**Quoted text:**
RE: How to accelerate your Solr-Lucene appication by 4x

2012-01-19 Thread Peter Velikin
All,

Point taken: my message should have been written more succinctly and just stuck 
to the facts. Sorry for the sales pitch!

However, I believe that adding SSD as a means to accelerate the performance of 
your Solr cluster is an important topic to discuss on this forum. There are 
many options for you to consider. I believe VeloBit would be the best option 
for many, but you have choices, some of them completely free. If interested, 
send me a note and I'll be happy to tell you about the different options (free 
or paid) you can consider.

Solr clusters are I/O bound. I am arguing that before you buy additional 
servers, replace your existing servers with new ones, or swap your hard disks, 
you should try adding SSD as a cache. If the promise is that adding 1 SSD could 
save you the cost of 3 additional servers, you should try it.

Has anyone else tried adding SSDs as a cache to boost the performance of Solr 
clusters? Can you share your results?


Best regards,

Peter Velikin
VP Online Marketing, VeloBit, Inc.
pe...@velobit.com
tel. 978-263-4800
mob. 617-306-7165

VeloBit provides plug & play SSD caching software that dramatically accelerates 
applications at a remarkably low cost. The software installs seamlessly in less 
than 10 minutes and automatically tunes for fastest application speed. Visit 
www.velobit.com for details.





RE: How to accelerate your Solr-Lucene appication by 4x

2012-01-20 Thread Peter Velikin
Ted, Otis,

 

Thanks for the info. I’ll take a stab at answering your question.

 

RAM:

Both of you are correct that if you were able to keep your index in RAM, that 
would give you the fastest results. This works if you have a small enough 
index. At ZoomInfo, the index was 600 GB (they have multiple types of indexed 
data), so there was no way to keep it in RAM. Due to the size of the index, 
they have elected to "shard" the data across two sets of systems for 
manageability and performance reasons. So, while in theory performance would be 
fastest if you keep the entire index in RAM, this is not possible or at least 
not practical if you have a large index.

 

All SSD:

SSDs are a lot faster, so if you swap your HDDs with SSD, performance will go 
up. But that’s really expensive and is also disruptive. In Zoom’s case, they 
have a cluster of Dell 2970 servers with 8 cores, each with 6x 146GB, 15k rpm 
SAS drives. Going all SSD would be expensive for them and would also require a 
disruption to running servers. 

 

SSD as a cache only: 

Since they wanted to avoid the cost and disruption of upgrading the servers, 
Zoom added one OCZ Vertex 3 to each of the servers (at a cost of $230 per SSD) 
and ran it as an expansion of RAM (cache was a combination of RAM and SSD). All 
was configured on the running servers without any disruption to the running 
application. The result was an immediate 4x improvement in performance 
(responses per second went up from 12/sec to 48/sec, bandwidth went up from 500 
KB/sec to 2.2 MB/sec). The VeloBit software acts as a driver that automatically 
configures and manages the RAM+SSD-combo cache; the value of SSD caching 
software is that it makes the whole process plug&play.

**What is asked:**
1: From the Solr thread above, quote the passage starting at "However, I believe" and ending at "you can consider.".
2: In the Solr thread above, which SSD did Zoom add to each server, and what did each one cost?

Stored entries

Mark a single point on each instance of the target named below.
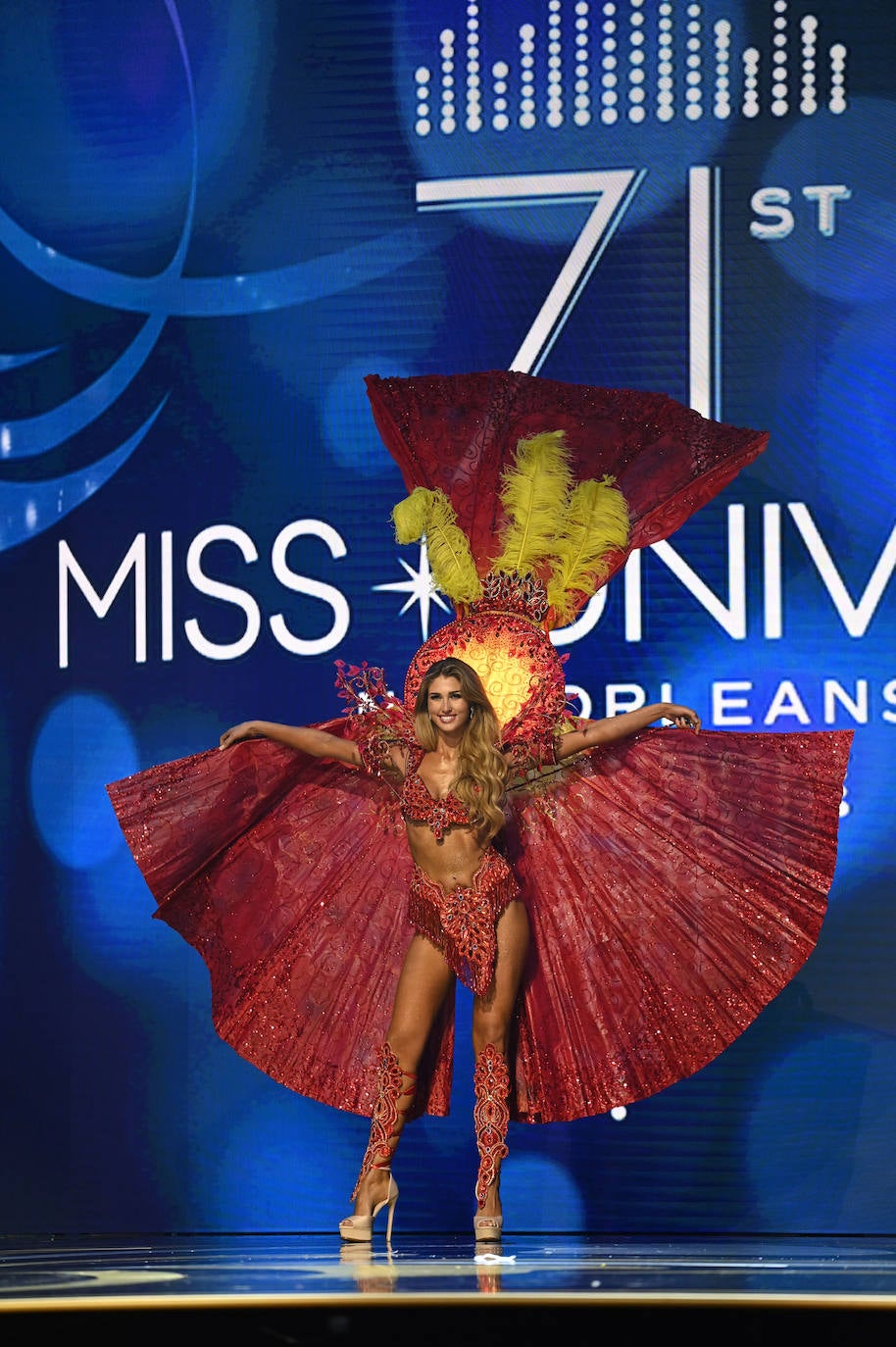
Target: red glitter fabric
(458, 432)
(675, 882)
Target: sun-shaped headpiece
(553, 548)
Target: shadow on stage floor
(280, 1289)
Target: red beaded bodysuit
(675, 882)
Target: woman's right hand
(245, 730)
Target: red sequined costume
(675, 882)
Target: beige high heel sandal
(360, 1228)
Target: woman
(622, 900)
(464, 906)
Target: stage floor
(310, 1288)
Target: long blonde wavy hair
(481, 772)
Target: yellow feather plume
(430, 515)
(533, 496)
(596, 524)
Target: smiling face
(449, 709)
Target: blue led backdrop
(215, 220)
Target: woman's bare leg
(423, 983)
(493, 1013)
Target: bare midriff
(452, 861)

**Solutions by task:**
1:
However, I believe that adding SSD as a means to accelerate the performance of 
your Solr cluster is an important topic to discuss on this forum. There are 
many options for you to consider. I believe VeloBit would be the best option 
for many, but you have choices, some of them completely free. If interested, 
send me a note and I'll be happy to tell you about the different options (free 
or paid) you can consider.

2: One OCZ Vertex 3 per server, at $230 per SSD.